# Sierra Mod



## hewunch (Apr 30, 2010)

I have been looking at a new style Sierra kit for weeks. Then I saw someone had modded another Sierra kit. Now this is the Gatsby v2. It is a finial twist. The acrylic is some stuff I got from a friend and it was a "test" blank. Comments welcome.


----------



## hewunch (Apr 30, 2010)

OK, the color is more of a purple than the gray. 55 views, no comments? Don't get caught up in the material, think about the concept.


----------



## David Keller (Apr 30, 2010)

I'm not crazy about it, but that may have more to do with the blank than the mod.


----------



## EBorraga (Apr 30, 2010)

Don't know if it's the picture or not. But it looks yellowish and I'm not a fan of the blank. But like the idea of changing the cap.


----------



## skiprat (Apr 30, 2010)

Hans, I like it but would make two changes.
First I would taper the finial mod a bit so that it was similar to the original shape, then ( because I don't like the black ) I would swap the front section too. Changing the front section is difficult but not impossible.


----------



## greggas (Apr 30, 2010)

Hans I like the idea...I think the cap just needs a littel something..perhaps a bit of a flaired top?


----------



## hewunch (Apr 30, 2010)

Not in the picture, but the finial is not straight, it has a dip in it. Skip, I agree. I tried to knock out the nib and it didn't want to budge on me. :beat-up:


----------



## skiprat (Apr 30, 2010)

hewunch said:


> Not in the picture, but the finial is not straight, it has a dip in it. Skip, I agree. I tried to knock out the nib and it didn't want to budge on me. :beat-up:


 
The black section is sort of 'swaged' on. If you drill a hole in a bit of MDF or something so that the black section  fits in about half way, then you can knock it out. It will wreck the black part, so there is no going back. I prefer to turn it off with a parting tool. 

There is enough metal on the nib and other end to turn them down a bit more so that your blank has a bit of meat. I'm talking about the bits that would be pressed into a tube.
I don't really like Sierra's so don't mind 'playing' with them cos I like the mech and clip.


----------



## hewunch (Apr 30, 2010)

Skip, good advice. I tried knocking out the nib. I think I got it a little loose, but not enough to take out. I will play more next time :biggrin:


----------



## Brooks803 (Apr 30, 2010)

I have mixed feelings about it Hans. I like the concept, and I know you have to leave something on the end to twist. I'm not a fan of the shape though. It does get my creative juices flowing though so if you bring it tomorrow I'll run them by you. Btw...I hope I'm not the "friend" you got the blank from...I know I've given away trash blanks before but I don't think I could let that one escape the incinerator.


----------



## JohnU (May 1, 2010)

I agree with skiprat.  I like the idea and think the front needs to go also.  I took one apart and never finished it. lol  someday....


----------



## PaulDoug (May 1, 2010)

I really like the concept.   I'm not a fan of the Sierra or simular kits because of all the plastic.  I like to see the wood or what is being used for the blank.  I'll like it even better when you show one with all the black plastic gone.


----------

## Requirement 1:
Summarize the forum thread on the Sierra mod in two sentences.
## Requirement 2:
Set down the text of the forum thread on the Sierra mod word for word, starting with "## JohnU (May" and going on through "black plastic gone.".
The records below were taken from a separate source.

## Excerpted records:
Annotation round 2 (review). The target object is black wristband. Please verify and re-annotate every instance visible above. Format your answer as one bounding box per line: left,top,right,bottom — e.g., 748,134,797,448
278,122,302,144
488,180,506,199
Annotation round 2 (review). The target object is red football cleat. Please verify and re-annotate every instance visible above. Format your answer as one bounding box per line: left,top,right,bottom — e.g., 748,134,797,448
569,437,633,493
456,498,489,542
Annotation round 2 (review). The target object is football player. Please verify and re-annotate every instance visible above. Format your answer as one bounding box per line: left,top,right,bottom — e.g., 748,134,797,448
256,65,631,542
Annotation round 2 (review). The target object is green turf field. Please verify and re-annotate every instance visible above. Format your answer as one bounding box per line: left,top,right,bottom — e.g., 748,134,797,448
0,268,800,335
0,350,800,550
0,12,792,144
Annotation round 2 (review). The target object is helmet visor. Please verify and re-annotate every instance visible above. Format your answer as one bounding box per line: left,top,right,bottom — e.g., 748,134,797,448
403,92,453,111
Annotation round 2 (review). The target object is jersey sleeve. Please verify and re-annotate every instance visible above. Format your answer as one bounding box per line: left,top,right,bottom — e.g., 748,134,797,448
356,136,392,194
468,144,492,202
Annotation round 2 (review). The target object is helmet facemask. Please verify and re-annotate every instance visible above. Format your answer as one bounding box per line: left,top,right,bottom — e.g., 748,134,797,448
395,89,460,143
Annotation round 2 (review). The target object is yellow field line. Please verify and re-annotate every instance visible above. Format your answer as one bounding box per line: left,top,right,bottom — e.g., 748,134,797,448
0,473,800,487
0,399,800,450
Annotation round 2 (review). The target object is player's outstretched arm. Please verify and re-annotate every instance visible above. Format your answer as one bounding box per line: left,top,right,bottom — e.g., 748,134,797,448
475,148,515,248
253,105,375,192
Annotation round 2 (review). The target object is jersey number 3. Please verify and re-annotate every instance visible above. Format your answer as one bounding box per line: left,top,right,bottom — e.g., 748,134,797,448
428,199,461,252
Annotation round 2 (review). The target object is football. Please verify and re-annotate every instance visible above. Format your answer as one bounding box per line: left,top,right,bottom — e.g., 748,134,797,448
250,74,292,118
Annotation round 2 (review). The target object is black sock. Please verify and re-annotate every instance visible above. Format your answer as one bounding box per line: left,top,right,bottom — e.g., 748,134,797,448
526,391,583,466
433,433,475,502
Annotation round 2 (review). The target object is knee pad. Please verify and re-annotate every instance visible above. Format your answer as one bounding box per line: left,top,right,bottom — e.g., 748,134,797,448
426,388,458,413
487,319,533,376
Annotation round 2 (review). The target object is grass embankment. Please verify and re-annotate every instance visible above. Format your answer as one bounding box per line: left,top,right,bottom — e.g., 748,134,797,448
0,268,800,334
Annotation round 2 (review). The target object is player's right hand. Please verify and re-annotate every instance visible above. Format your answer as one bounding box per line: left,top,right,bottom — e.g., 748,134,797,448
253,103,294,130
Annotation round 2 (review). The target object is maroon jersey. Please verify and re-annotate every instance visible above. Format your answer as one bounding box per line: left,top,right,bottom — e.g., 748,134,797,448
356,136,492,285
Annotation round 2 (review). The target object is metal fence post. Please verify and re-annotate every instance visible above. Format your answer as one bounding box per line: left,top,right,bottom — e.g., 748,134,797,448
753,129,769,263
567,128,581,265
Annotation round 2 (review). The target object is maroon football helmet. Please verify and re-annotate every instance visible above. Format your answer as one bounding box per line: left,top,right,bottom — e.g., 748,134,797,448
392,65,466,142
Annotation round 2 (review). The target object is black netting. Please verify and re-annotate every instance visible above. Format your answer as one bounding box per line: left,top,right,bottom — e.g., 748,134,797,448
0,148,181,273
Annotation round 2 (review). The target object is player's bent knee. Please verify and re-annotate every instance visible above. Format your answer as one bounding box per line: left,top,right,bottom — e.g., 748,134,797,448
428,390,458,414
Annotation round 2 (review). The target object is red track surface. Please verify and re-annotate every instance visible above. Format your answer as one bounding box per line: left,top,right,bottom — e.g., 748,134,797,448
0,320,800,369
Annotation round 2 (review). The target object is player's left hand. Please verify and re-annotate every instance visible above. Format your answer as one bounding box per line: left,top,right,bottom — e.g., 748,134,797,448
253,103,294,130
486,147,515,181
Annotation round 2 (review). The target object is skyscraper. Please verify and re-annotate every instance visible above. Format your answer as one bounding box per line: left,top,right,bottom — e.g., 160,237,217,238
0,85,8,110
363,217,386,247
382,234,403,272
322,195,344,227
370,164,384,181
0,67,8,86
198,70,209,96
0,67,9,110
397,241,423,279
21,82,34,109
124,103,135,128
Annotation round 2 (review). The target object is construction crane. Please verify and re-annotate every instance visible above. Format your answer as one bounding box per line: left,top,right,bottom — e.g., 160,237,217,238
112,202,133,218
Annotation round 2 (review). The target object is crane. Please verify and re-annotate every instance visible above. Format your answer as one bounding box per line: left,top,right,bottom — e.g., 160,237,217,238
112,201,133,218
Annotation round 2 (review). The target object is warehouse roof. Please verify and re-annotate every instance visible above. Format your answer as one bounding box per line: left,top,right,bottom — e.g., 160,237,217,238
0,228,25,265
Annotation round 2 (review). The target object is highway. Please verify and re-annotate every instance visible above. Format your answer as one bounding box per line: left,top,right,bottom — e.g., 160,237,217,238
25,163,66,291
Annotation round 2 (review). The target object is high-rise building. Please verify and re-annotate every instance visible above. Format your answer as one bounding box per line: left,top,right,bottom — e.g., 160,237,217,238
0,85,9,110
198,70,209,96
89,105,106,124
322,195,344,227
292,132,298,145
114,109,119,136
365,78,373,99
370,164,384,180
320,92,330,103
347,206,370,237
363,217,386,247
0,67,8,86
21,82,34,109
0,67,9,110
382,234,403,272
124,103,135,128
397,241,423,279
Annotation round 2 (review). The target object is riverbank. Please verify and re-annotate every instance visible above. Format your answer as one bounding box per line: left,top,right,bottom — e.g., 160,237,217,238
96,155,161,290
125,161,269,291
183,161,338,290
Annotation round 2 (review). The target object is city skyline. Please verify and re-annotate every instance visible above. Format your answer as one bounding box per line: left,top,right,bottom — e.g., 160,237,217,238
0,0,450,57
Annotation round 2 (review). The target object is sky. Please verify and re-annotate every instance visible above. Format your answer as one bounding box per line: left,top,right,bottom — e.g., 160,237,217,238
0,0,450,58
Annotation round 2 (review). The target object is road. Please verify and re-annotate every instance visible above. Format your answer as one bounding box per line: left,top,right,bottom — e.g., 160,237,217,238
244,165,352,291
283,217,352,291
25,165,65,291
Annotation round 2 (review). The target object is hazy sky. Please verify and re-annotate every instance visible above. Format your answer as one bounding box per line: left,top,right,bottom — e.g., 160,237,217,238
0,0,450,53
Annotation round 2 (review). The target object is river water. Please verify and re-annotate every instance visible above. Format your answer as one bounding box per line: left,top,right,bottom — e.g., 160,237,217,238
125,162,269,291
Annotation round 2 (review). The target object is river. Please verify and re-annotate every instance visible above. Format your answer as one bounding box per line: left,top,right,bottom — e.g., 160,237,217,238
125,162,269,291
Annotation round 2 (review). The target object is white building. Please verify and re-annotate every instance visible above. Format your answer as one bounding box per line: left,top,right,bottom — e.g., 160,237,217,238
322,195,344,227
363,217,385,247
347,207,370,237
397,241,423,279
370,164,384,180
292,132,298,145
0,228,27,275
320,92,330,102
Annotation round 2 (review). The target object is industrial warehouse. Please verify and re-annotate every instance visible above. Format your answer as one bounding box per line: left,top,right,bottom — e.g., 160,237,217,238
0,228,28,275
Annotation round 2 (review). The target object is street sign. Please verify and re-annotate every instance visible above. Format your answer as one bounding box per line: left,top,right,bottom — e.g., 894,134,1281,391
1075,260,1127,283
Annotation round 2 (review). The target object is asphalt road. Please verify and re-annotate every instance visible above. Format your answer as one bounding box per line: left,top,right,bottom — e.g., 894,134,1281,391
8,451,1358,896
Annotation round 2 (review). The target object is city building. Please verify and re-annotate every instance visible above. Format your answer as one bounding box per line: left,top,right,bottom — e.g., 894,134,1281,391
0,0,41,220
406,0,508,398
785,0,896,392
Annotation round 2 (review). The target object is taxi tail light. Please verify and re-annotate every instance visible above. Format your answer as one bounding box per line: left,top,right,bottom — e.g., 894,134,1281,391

## Exercise output 1:
A poster named hewunch presents a modified Sierra kit called the Gatsby v2, a finial twist made from a "test" acrylic blank, and invites comments. Several replies praise the concept while criticizing the blank or the shape, and skiprat recommends tapering the finial and replacing the black front section, which can be knocked out through a hole drilled in MDF or turned off with a parting tool.

## Exercise output 2:
## JohnU (May 1, 2010)

I agree with skiprat.  I like the idea and think the front needs to go also.  I took one apart and never finished it. lol  someday....


----------



## PaulDoug (May 1, 2010)

I really like the concept.   I'm not a fan of the Sierra or simular kits because of all the plastic.  I like to see the wood or what is being used for the blank.  I'll like it even better when you show one with all the black plastic gone.